● AUFGABE A:
Gib den Abschnitt der Einträge, der mit der Zeile beginnt, die „the white hair“ enthält, und bis zum Ende der Einträge reicht, als JSON-Liste von Zeichenketten wieder. Jede Zeile wird zu einem Element, die erste Zeile eingeschlossen, Leerzeilen bleiben weg.

Weshalb Freiheit (einen Rest) Anarchie erfordert

Für viele Menschen ist Freiheit dasselbe wie Anarchie. Sie nennen die Marktwirtschaft eine „Ellenbogengesellschaft“. Sie werden in dieser Auffassung bestärkt von Politikern und Gewerkschaftsführern, die daran ein Interesse haben.


Eine Ellenbogengesellschaft ist eine Welt, in der jeder jedem Gewalt antun kann. Es gilt das „Recht des Stärkeren“ oder das „Gesetz des Dschungels“. Das ist der mythische Urzustand des Thomas Hobbes, in dem jeder jedes anderen Feind ist. Die Anarchie erzeugt ein Gleichgewicht, aber es ist ein Gleichgewicht des Schreckens. Bei Thomas Hobbes und John Locke wird dieser wilde Urzustand durch den Gesellschaftsvertrag beendet. Es wird ein Staat gegründet, der das Gewaltmonopol erhält und jeden einzelnen vor Übergriffen der Anderen schützt. Das ist für alle vorteilhaft, denn damit wird der Rüstungswettlauf beendet und ein Kooperationsgewinn – eine „Friedensdividende“ – erzielt.
  
Ergebnis des Gesellschaftsvertrages ist – jedenfalls bei John Locke – der freiheitliche Rechtsstaat. Zu den Schutzrechten gehört auch das Recht auf Eigentum. Zum Recht auf Eigentum gehört das Recht, Güter, die einem gehören, zu tauschen oder zu verkaufen. Darüber werden Verträge geschlossen. Wenn der Staat Vertragsfreiheit gewährt und die von den Bürgern geschlossenen Verträge durchsetzt, ist die Marktwirtschaft geboren.
  
Da die Marktwirtschaft auf freiwillig geschlossenen Verträgen, d.h. auf gegenseitiger Zustimmung, beruht, ist sie das Gegenteil einer Ellenbogengesellschaft. Sie ist eine Zustimmungsgesellschaft, ein herrschaftsfreier Koordinationsmechanismus. Deshalb haben Liberale aller Zeiten Freiheit und Anarchie als Gegensätze betrachtet: die freiheitliche Ordnung ist die Überwindung der Anarchie.

● ROHE EINTRÄGE:

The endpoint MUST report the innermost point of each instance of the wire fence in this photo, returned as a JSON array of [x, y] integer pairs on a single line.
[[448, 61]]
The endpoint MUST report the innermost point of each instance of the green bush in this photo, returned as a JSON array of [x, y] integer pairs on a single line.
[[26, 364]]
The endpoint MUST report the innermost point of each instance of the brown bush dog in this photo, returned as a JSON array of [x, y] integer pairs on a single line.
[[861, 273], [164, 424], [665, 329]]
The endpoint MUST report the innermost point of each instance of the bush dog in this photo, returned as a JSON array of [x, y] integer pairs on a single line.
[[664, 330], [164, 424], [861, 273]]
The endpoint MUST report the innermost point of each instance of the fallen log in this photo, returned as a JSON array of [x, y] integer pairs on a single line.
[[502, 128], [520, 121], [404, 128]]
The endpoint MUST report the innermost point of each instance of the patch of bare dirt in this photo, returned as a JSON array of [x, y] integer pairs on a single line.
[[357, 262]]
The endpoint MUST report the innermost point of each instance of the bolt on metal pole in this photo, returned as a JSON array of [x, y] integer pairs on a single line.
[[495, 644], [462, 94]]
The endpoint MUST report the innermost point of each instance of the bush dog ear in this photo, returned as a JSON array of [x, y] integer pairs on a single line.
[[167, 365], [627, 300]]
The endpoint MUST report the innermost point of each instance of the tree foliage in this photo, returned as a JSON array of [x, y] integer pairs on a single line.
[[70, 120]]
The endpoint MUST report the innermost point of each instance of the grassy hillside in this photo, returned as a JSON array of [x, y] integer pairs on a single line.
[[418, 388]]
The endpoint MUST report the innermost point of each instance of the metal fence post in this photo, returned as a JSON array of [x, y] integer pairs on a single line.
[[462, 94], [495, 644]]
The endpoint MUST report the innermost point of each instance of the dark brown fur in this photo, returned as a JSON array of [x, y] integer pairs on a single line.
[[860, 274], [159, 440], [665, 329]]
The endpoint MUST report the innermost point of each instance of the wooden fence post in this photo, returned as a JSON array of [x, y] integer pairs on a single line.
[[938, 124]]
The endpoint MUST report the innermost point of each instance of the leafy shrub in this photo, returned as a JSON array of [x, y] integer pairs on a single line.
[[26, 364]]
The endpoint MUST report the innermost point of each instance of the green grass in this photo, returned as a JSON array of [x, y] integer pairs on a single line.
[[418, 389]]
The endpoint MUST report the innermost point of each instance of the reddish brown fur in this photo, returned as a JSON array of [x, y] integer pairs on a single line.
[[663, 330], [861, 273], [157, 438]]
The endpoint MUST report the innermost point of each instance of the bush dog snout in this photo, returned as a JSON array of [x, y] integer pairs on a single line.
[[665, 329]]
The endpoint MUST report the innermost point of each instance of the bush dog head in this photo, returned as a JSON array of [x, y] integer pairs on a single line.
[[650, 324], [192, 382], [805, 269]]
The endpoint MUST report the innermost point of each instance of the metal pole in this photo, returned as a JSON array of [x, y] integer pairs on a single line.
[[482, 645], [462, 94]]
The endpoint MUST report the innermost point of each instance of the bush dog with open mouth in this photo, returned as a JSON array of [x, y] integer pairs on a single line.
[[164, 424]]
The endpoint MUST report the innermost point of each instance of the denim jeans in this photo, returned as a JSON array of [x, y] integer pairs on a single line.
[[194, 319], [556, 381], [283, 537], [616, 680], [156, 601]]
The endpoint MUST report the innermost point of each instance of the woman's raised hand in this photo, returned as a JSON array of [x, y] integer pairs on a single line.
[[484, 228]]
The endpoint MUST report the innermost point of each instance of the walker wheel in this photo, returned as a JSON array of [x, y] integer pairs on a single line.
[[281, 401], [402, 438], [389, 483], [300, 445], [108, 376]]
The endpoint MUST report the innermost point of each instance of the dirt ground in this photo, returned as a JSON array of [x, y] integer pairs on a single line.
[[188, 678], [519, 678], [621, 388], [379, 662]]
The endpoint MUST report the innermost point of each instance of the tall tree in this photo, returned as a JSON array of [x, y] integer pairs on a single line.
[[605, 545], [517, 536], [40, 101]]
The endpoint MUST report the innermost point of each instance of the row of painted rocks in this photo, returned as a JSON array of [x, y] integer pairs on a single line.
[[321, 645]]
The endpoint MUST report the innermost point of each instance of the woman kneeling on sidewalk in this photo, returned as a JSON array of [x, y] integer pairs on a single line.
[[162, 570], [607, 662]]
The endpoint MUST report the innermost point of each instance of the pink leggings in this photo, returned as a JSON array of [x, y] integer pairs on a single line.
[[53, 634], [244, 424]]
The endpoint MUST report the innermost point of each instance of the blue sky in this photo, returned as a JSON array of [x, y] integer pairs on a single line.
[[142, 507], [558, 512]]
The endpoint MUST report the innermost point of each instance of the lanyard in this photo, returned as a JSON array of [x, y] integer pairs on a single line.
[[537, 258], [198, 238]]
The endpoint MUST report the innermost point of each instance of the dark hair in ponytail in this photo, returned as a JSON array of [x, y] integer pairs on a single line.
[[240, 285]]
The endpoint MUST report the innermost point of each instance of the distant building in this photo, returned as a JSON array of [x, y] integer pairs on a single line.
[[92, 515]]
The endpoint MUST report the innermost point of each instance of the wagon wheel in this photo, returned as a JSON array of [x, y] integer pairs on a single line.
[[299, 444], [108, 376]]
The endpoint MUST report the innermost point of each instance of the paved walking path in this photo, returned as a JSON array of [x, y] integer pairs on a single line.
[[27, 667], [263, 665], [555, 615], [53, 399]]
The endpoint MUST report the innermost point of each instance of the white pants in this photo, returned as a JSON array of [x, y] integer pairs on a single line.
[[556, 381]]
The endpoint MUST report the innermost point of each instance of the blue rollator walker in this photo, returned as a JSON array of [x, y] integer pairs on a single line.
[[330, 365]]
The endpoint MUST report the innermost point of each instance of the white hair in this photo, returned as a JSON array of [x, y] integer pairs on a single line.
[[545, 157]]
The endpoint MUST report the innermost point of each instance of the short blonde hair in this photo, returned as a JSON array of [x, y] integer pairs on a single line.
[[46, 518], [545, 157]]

● AUFGABE B:
Schreibe den Text über Freiheit und Anarchie im Anschluss an seinen letzten Satz weiter.

● ERGEBNIS A:
[
  "The endpoint MUST report the innermost point of each instance of the white hair in this photo, returned as a JSON array of [x, y] integer pairs on a single line.",
  "[[545, 157]]",
  "The endpoint MUST report the innermost point of each instance of the short blonde hair in this photo, returned as a JSON array of [x, y] integer pairs on a single line.",
  "[[46, 518], [545, 157]]"
]

● ERGEBNIS B:
Leider kommt die Freiheit jedoch nicht ohne einen Rest Anarchie aus. Ich meine damit nicht, dass sich in jedem Staat – auch dem demokratischen – Elemente der Anarchie einschleichen. Denn wenn der Gesellschaftsvertrag – die Verfassung – aus praktischen Gründen in weiten Bereichen Mehrheitsentscheidungen zulässt, wird die Mehrheit versuchen, sich zu Lasten der Minderheit zu bereichern. Auch gut organisierte Interessengruppen sind eine Gefahr für die Eigentumsrechte der Anderen. Das ist „das Neue Hobbessche Dilemma“ (Buchanan und Tullock). Der Kampf ist aufs neue entbrannt, und der Rüstungswettlauf eskaliert. Jetzt kämpfen nicht mehr einzelne Horden gegeneinander, sondern alle um die Wohltaten aus dem Füllhorn des Staates.
  
Diese Elemente der Anarchie sind kaum zu verhindern. Aus der Sicht des Liberalen sind sie zweifellos unerwünscht. Aber kann ein Rest Anarchie vielleicht auch wünschenswert sein?
  
Die Existenz des Neuen Hobbesschen Dilemmas deutet bereits an, dass der Gewaltmonopolist Staat nicht unbedingt das tut, was der Gesellschaftsvertrag ihm aufgibt. Deshalb stellt sich die Frage, wie die von den Bürgern beauftragten Entscheidungsträger dazu veranlasst werden können, die Freiheitsrechte des Einzelnen tatsächlich zu respektieren und zu schützen. Qui custodiet ipsos custodes?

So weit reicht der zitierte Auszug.